PROBLEM STATEMENT :: Retype the listing without any change, from the line containing "step? Indicate one point per instance." through the end of the listing.

SUPPLIED DATA ::
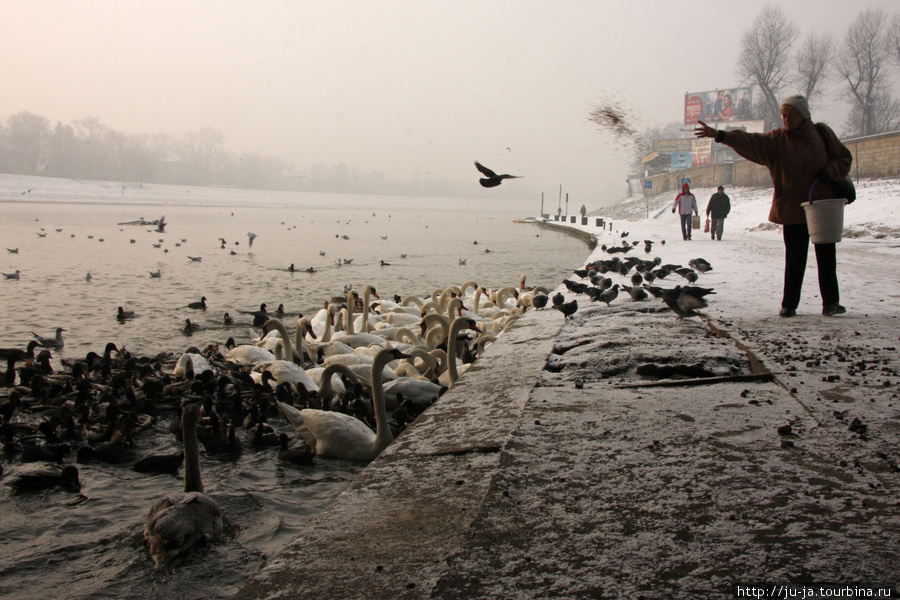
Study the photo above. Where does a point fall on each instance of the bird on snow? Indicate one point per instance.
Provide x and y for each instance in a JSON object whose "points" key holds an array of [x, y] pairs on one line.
{"points": [[490, 178], [700, 264], [610, 294], [637, 293], [684, 301], [567, 308]]}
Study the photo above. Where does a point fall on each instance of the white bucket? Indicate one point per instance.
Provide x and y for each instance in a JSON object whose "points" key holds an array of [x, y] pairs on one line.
{"points": [[825, 220]]}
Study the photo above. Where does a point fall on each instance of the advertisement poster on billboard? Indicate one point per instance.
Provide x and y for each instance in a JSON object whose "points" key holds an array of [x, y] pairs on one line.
{"points": [[718, 106], [682, 160], [701, 154]]}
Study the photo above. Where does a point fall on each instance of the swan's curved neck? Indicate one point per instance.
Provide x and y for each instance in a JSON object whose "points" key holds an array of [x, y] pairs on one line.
{"points": [[383, 435], [285, 338], [189, 419]]}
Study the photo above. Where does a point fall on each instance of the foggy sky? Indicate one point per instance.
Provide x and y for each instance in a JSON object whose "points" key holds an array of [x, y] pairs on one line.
{"points": [[410, 88]]}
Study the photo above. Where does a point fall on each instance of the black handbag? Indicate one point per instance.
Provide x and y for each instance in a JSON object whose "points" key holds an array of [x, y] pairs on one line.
{"points": [[841, 189]]}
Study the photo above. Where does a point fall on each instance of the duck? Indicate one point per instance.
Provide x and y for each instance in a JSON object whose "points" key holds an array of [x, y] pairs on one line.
{"points": [[201, 305], [179, 523], [42, 479], [337, 435], [55, 343]]}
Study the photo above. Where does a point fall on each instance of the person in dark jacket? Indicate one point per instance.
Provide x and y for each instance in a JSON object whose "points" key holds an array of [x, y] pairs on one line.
{"points": [[801, 158], [686, 203], [716, 210]]}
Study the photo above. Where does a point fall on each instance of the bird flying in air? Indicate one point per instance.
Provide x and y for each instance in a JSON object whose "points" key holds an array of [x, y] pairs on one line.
{"points": [[490, 178]]}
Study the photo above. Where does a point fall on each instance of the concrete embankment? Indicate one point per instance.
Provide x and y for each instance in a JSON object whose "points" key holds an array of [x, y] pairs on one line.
{"points": [[620, 454]]}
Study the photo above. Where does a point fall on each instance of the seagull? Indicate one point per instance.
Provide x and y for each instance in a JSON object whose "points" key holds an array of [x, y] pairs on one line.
{"points": [[56, 343], [567, 308], [539, 301], [491, 179]]}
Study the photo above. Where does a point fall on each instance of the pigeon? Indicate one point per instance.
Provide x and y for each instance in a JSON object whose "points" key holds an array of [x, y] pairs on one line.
{"points": [[684, 302], [700, 264], [575, 286], [567, 308], [637, 293], [539, 301], [610, 294], [491, 179]]}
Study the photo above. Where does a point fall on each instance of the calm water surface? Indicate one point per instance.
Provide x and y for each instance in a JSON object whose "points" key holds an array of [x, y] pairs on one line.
{"points": [[59, 545]]}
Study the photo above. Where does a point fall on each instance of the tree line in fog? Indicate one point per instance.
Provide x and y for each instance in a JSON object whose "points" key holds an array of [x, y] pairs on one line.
{"points": [[88, 149]]}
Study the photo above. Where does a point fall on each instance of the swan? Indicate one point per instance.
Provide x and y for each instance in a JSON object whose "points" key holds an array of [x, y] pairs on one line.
{"points": [[351, 338], [56, 343], [451, 375], [177, 523], [248, 354], [285, 371], [338, 435]]}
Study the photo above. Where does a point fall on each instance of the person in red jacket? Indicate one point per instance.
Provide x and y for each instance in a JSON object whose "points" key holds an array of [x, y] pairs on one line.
{"points": [[801, 157], [686, 203]]}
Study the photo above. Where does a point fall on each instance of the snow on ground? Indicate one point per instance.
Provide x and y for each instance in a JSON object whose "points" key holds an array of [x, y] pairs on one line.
{"points": [[573, 475]]}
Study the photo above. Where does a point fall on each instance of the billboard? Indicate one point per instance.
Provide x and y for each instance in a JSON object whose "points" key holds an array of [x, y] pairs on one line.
{"points": [[701, 154], [718, 106], [682, 160]]}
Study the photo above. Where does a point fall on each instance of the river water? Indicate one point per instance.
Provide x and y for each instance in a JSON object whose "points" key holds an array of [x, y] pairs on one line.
{"points": [[87, 545]]}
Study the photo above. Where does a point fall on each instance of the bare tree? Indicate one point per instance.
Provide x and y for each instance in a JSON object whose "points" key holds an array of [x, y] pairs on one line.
{"points": [[893, 37], [814, 58], [765, 55], [861, 64], [28, 136]]}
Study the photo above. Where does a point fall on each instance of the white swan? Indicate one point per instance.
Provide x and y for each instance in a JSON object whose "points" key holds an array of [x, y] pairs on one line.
{"points": [[338, 435], [248, 354], [285, 371], [56, 343], [190, 365], [451, 375], [179, 522]]}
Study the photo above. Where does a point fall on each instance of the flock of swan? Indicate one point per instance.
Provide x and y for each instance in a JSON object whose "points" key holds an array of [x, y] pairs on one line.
{"points": [[347, 380]]}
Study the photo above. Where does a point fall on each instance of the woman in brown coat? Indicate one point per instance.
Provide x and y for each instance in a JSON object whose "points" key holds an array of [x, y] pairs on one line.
{"points": [[796, 155]]}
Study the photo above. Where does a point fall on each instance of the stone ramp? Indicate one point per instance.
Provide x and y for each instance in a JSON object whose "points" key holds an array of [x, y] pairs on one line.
{"points": [[543, 475]]}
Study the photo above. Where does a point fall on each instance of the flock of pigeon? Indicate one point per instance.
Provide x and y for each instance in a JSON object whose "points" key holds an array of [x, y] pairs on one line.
{"points": [[683, 300]]}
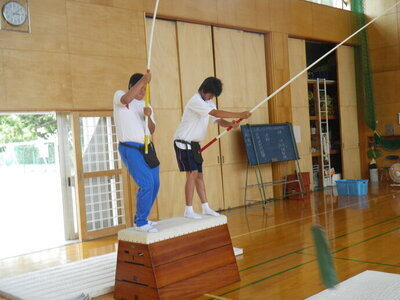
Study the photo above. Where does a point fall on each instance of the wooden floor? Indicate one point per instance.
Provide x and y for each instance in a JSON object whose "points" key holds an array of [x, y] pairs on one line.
{"points": [[278, 260]]}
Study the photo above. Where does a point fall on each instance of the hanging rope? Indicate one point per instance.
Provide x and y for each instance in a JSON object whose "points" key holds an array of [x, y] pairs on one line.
{"points": [[147, 97], [365, 90], [299, 74]]}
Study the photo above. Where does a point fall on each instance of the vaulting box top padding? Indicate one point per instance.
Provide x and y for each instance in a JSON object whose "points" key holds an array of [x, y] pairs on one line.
{"points": [[170, 228]]}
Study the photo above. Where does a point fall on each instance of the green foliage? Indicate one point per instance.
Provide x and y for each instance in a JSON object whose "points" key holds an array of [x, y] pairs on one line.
{"points": [[19, 128]]}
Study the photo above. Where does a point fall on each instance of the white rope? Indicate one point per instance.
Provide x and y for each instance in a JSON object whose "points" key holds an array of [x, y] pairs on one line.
{"points": [[314, 63], [146, 119], [151, 36]]}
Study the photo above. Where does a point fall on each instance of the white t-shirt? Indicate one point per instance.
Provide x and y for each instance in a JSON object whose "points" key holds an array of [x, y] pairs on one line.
{"points": [[194, 124], [129, 122]]}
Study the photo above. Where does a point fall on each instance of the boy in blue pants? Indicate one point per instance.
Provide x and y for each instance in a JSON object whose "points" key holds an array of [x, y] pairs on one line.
{"points": [[129, 116]]}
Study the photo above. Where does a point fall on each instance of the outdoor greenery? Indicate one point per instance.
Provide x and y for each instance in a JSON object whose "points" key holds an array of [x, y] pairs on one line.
{"points": [[23, 128]]}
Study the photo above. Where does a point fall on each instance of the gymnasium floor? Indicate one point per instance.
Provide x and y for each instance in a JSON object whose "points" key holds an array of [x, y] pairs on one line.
{"points": [[279, 260]]}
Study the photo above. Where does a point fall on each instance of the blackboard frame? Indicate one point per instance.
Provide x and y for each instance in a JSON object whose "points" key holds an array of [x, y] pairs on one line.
{"points": [[254, 159]]}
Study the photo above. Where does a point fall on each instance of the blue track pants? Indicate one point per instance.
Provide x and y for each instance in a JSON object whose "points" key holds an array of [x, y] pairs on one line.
{"points": [[146, 178]]}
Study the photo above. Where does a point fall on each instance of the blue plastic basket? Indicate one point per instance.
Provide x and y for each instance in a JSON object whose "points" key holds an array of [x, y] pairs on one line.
{"points": [[352, 187]]}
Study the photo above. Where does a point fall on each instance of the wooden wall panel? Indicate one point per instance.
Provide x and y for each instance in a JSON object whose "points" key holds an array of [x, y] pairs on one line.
{"points": [[384, 32], [255, 76], [205, 10], [301, 20], [300, 106], [386, 87], [238, 12], [136, 4], [165, 85], [2, 81], [36, 80], [48, 26], [294, 17], [385, 59], [348, 113], [349, 157], [297, 63], [280, 106], [102, 30], [230, 67], [167, 122], [96, 78], [195, 57], [323, 19]]}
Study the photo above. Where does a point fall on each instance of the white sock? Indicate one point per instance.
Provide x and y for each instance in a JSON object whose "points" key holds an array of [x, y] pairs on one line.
{"points": [[146, 228], [189, 213], [208, 211]]}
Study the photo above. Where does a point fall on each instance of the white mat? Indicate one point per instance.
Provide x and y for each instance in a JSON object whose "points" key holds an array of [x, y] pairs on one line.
{"points": [[94, 276], [170, 228], [371, 285]]}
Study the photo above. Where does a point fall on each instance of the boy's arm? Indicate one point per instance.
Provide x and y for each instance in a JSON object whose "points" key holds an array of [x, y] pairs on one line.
{"points": [[134, 90], [227, 114], [147, 112]]}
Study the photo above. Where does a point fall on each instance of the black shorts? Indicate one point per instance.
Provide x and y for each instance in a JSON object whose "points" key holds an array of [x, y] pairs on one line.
{"points": [[186, 160]]}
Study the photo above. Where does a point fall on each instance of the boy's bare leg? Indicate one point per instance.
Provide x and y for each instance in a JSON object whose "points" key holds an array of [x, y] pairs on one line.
{"points": [[201, 191], [189, 191]]}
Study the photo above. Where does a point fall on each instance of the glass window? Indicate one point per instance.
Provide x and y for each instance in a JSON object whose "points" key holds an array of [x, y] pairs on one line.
{"points": [[343, 4]]}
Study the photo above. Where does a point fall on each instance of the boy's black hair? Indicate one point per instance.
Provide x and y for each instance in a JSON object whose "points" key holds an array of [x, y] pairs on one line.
{"points": [[211, 85], [134, 79]]}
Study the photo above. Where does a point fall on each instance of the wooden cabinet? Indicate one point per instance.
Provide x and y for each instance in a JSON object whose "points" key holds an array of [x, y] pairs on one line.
{"points": [[324, 118], [341, 108]]}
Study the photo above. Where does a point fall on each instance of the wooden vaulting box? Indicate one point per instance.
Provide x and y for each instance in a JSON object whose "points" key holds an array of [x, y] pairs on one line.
{"points": [[181, 261]]}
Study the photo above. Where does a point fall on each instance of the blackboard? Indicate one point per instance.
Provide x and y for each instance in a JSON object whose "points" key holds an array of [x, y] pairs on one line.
{"points": [[269, 143]]}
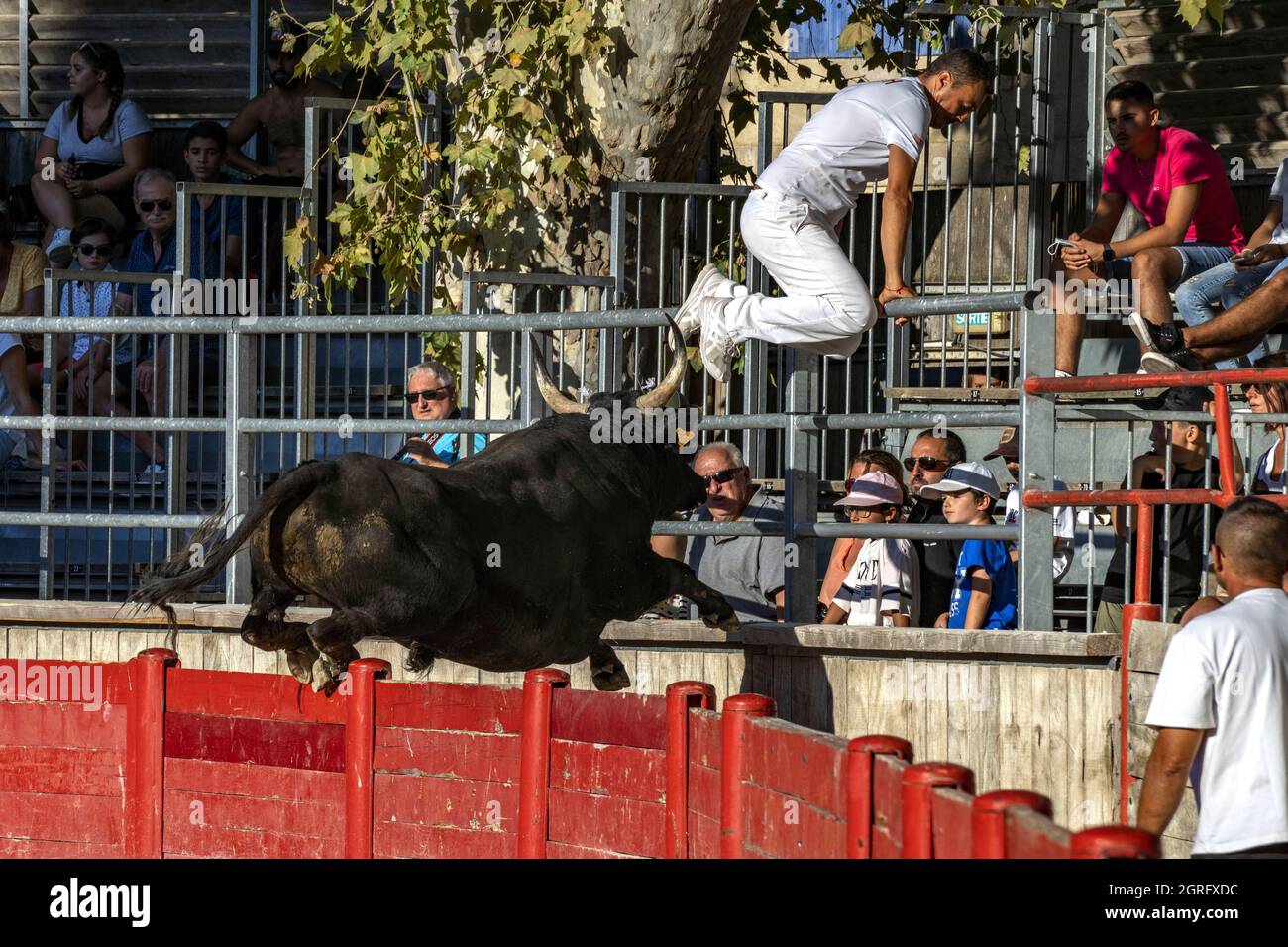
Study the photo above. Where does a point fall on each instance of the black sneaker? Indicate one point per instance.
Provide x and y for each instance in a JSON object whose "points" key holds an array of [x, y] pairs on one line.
{"points": [[1164, 338], [1180, 360]]}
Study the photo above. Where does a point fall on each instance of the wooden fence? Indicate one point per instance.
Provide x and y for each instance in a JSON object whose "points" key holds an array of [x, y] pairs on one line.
{"points": [[1030, 710]]}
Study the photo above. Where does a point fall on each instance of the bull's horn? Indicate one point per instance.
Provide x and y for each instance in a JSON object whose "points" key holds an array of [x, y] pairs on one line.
{"points": [[679, 365], [559, 402]]}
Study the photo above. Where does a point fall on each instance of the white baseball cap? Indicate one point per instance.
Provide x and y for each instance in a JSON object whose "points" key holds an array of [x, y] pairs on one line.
{"points": [[874, 488], [970, 474]]}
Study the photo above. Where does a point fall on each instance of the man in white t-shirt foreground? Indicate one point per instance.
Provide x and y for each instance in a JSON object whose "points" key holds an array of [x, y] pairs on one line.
{"points": [[1061, 517], [866, 133], [1222, 701]]}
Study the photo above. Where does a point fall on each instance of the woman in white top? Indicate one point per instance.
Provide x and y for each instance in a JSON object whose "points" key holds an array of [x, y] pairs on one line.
{"points": [[1270, 398], [91, 149]]}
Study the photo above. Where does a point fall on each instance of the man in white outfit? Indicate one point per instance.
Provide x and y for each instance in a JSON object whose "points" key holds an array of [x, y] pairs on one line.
{"points": [[868, 132]]}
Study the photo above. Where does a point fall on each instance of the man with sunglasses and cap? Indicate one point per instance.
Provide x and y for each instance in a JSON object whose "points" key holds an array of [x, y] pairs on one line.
{"points": [[1061, 551], [748, 571], [432, 397], [278, 111], [927, 460]]}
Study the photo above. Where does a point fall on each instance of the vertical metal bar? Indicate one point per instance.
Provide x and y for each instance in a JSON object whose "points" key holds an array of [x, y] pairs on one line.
{"points": [[802, 488], [24, 59], [1037, 471]]}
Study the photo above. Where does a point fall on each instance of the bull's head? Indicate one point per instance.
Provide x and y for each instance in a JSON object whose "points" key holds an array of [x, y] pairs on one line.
{"points": [[562, 405]]}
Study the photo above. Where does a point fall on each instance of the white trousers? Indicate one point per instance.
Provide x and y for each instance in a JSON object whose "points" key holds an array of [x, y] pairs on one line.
{"points": [[825, 307]]}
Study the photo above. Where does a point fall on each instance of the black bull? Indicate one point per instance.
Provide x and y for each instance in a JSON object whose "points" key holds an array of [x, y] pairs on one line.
{"points": [[510, 560]]}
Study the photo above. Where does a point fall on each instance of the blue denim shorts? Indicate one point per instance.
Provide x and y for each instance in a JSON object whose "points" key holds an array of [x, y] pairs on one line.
{"points": [[1196, 258]]}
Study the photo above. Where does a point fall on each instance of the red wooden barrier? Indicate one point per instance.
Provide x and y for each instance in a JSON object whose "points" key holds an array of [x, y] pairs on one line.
{"points": [[915, 793], [733, 762], [681, 697], [858, 780], [988, 819], [535, 761], [250, 764]]}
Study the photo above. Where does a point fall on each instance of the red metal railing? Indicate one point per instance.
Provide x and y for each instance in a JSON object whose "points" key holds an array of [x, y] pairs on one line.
{"points": [[1145, 500], [220, 763]]}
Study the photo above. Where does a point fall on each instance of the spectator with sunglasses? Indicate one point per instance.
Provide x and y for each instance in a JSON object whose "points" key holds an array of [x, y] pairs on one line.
{"points": [[845, 551], [883, 585], [748, 571], [432, 397], [928, 459]]}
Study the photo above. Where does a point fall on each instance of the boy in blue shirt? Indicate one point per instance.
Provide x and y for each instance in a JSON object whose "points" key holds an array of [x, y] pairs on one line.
{"points": [[984, 583]]}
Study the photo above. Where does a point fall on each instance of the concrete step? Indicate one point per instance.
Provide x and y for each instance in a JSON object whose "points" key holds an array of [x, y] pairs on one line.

WRITTEN RESPONSE ::
Study the photo above. Where does a point fall on each instance of the concrete step? Indicate one point per instance.
Provide x and y for each instance in a JSON object whose "points" key holds an array of [x, y] pairs on one line.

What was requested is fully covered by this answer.